*Provided passage*
------------
# Need Certified Copy of passport



## Rav (Nov 27, 2007)

Hi,
I'm in the process of getting a visa to Australia. I'm British and in the UK currently. I need to get a certified copy of my passport. How do I go about doing this? or who do I need to see to do it? (eg., a solicitor, Doc, Policeman etc...)
Thanks in advance!
Rav


----------



## synthia (Apr 18, 2007)

Welcome to the forum. Have you checked an official Australian government website? The instructions should tell what exactly is meant by 'certified'. 

I'm going to move this to the Australia forum in the Expats by Country section.


----------



## Baby75 (Jul 18, 2007)

Rav said:


> Hi,
> I'm in the process of getting a visa to Australia. I'm British and in the UK currently. I need to get a certified copy of my passport. How do I go about doing this? or who do I need to see to do it? (eg., a solicitor, Doc, Policeman etc...)
> Thanks in advance!
> Rav


hello a solicitor can do it for you you'll probably find you will need more than your pass port certified as a true copy we had to get letter from employers and my husbands trade papers.i don't think it costs to much our agent looked after that for us but i think i remember other people saying its a bout a fiver or something like that .

good luck 
Niamh


----------



## Jules (Aug 6, 2007)

Hi
You can get a solicitor to do it for you for about £5 per signature but make sure you check with them in advance whether they charge for the photocopying etc. If you have a solicitor you use regularly you may get a reduced rate for doing lots of copies in one go.
A Notary Public will charge about £40 for the same thing so be careful who you choose. Just ring around til you get the best deal is my advice.
good luck
Julie


----------



## Rav (Nov 27, 2007)

Thanks all.So i def have to pay someone? I was wondering if, for example, a professor/dr at Uni could do it for free? (this migration lark costs enough, i'm just looking at ways to save the pennies-even if its only a fiver!)
if only a solicitor can do it, for a fee, then so be it I suppose!
but thanks again for the help.


----------



## Baby75 (Jul 18, 2007)

Rav said:


> Thanks all.So i def have to pay someone? I was wondering if, for example, a professor/dr at Uni could do it for free? (this migration lark costs enough, i'm just looking at ways to save the pennies-even if its only a fiver!)
> if only a solicitor can do it, for a fee, then so be it I suppose!
> but thanks again for the help.



if the doctor is on their panel then he can as there is a list of doctors that can only do it check out the link Contact Us

its money money all the way alright


----------



## scottishcelts (Aug 5, 2007)

Rav said:


> Hi,
> I'm in the process of getting a visa to Australia. I'm British and in the UK currently. I need to get a certified copy of my passport. How do I go about doing this? or who do I need to see to do it? (eg., a solicitor, Doc, Policeman etc...)
> Thanks in advance!
> Rav


Hi Rav, we have just recently had ours notorised by our Solicitor (free of charge) but it wasn't just the passports that had to be certified, it was just about everything (degree's, birth & marriage certs, employers references etc.). I would hang on and check exactly what you are being asked to notorise.

As i said above, our solicitor done it all free, but is suppose it depends where you live and how nice they are!!!

Good luck, it's a very stressful process indeed, and you feel as though you are never getting to the end.
------------
*Given entries*
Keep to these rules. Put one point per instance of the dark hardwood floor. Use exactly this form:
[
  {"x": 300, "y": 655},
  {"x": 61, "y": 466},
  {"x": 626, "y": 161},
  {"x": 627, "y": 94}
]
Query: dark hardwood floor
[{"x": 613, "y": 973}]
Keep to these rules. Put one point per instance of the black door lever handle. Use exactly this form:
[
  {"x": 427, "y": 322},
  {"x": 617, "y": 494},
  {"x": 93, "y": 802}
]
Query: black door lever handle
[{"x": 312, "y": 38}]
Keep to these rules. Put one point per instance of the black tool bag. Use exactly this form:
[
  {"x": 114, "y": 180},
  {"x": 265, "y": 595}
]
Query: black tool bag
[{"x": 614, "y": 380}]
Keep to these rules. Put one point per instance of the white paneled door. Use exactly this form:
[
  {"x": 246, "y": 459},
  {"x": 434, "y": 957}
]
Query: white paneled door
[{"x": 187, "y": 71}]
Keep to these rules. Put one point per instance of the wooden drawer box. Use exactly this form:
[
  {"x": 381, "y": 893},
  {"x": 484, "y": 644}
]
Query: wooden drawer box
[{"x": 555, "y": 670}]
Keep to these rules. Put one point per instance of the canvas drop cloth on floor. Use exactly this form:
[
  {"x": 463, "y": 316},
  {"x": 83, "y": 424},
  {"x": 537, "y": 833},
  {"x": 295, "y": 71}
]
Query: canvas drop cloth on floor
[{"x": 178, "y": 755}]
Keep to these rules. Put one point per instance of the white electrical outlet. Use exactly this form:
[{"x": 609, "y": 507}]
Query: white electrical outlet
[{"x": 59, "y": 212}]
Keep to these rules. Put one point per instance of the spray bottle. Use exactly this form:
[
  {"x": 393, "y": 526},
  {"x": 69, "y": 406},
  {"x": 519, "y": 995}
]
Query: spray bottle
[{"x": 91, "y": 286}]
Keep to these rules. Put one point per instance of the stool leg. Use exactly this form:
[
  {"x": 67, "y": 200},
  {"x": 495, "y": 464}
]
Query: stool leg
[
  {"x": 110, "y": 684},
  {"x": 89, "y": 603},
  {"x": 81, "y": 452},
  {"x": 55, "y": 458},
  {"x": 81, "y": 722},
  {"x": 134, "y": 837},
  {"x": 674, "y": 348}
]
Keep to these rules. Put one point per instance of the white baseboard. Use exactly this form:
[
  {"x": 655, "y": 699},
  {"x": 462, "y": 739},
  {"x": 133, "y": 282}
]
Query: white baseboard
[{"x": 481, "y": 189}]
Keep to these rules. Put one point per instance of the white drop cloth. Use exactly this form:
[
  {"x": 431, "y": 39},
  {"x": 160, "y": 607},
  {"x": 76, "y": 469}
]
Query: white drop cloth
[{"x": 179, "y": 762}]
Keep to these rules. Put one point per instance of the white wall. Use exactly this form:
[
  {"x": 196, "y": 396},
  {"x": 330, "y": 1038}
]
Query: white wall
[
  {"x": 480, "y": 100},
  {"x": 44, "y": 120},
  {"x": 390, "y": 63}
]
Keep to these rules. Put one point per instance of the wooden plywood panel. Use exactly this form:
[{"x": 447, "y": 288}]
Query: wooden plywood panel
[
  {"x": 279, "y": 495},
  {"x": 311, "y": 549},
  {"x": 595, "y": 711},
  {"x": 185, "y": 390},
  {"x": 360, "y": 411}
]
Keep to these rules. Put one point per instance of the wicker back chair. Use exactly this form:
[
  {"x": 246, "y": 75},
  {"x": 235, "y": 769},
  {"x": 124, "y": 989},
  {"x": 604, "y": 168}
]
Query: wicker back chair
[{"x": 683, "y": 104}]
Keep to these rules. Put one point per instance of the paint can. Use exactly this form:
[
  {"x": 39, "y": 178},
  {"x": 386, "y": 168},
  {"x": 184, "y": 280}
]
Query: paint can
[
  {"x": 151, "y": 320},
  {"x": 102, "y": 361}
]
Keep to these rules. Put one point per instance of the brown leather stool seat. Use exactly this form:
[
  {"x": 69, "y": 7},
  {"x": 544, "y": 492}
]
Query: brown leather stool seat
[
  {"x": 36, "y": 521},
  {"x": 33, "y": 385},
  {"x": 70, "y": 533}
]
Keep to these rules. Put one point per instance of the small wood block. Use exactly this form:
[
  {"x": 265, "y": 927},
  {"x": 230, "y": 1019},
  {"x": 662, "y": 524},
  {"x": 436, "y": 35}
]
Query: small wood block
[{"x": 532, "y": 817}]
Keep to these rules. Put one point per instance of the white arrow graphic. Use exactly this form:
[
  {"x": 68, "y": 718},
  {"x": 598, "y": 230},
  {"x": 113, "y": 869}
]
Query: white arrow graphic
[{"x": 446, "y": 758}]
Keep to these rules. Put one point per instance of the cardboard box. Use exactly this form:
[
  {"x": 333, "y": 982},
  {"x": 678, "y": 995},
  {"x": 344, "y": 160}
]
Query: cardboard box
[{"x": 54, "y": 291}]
------------
*Directives*
A: Repeat the passport-certification thread between "hello a solicitor" and "(Aug 6, 2007)", inclusive.
B: Carry on the forum thread about getting a certified passport copy from the point at which it stops.

*Answers for this exercise*
A:
hello a solicitor can do it for you you'll probably find you will need more than your pass port certified as a true copy we had to get letter from employers and my husbands trade papers.i don't think it costs to much our agent looked after that for us but i think i remember other people saying its a bout a fiver or something like that .

good luck 
Niamh


----------



## Jules (Aug 6, 2007)

B:
----------



## janice williams (Jul 19, 2008)

*certified copy of passport*

How do I go about getting certified copies of passposts for visa apps and where from


----------



## Baby75 (Jul 18, 2007)

janice williams said:


> How do I go about getting certified copies of passposts for visa apps and where from



hello how are you applying for your visa if you are applying on line you don't need your documents certified as you scan in the original and attach to application,

If you are applying paper based then all documents need to be certified as far as i know you can get a solicitor to do this you photocopy your pass port detail page and he will basically sign it to say its a real copy, (if im wrong some one will correct me ) hope that helps


----------



## Dolly (Feb 17, 2008)

A Justice of the Peace, Solicitor or Notary and your local Magistrates Court can certify documents. Migration agents can as well Agents Gateway. 

We had all our documents for our skills assessment (2 copies) and then main application certified by our solicitor. She charged £1 per page.

Dolly


----------



## British Kiwi (Jul 5, 2008)

You don't need to pay for it for a visa, the bank can do it. I usually can certify things as i'm an officer at a bank, but i checked on the sponsored visa information to check if i can do it for a friend of mine, but it would need to be a bank manager. The banks generally don't charge for it, but that might just be my work. It really depends on what it is for, i.e. passport, visa. Certainly if you know someone who works for a bank, they should be able to get one of the managers to certify copies of passports etc. Otherwise, ask at your branch and see what they say.


----------



## android (Dec 11, 2010)

Baby75 said:


> hello how are you applying for your visa if you are applying on line you don't need your documents certified as you scan in the original and attach to application,
> 
> If you are applying paper based then all documents need to be certified as far as i know you can get a solicitor to do this you photocopy your pass port detail page and he will basically sign it to say its a real copy, (if im wrong some one will correct me ) hope that helps


thanks for explaining this, i will be applying on line, is it acceptable to scan the original of my passport, birth certificate, marriage, why do i need to make a certify copies, as i do have the originals.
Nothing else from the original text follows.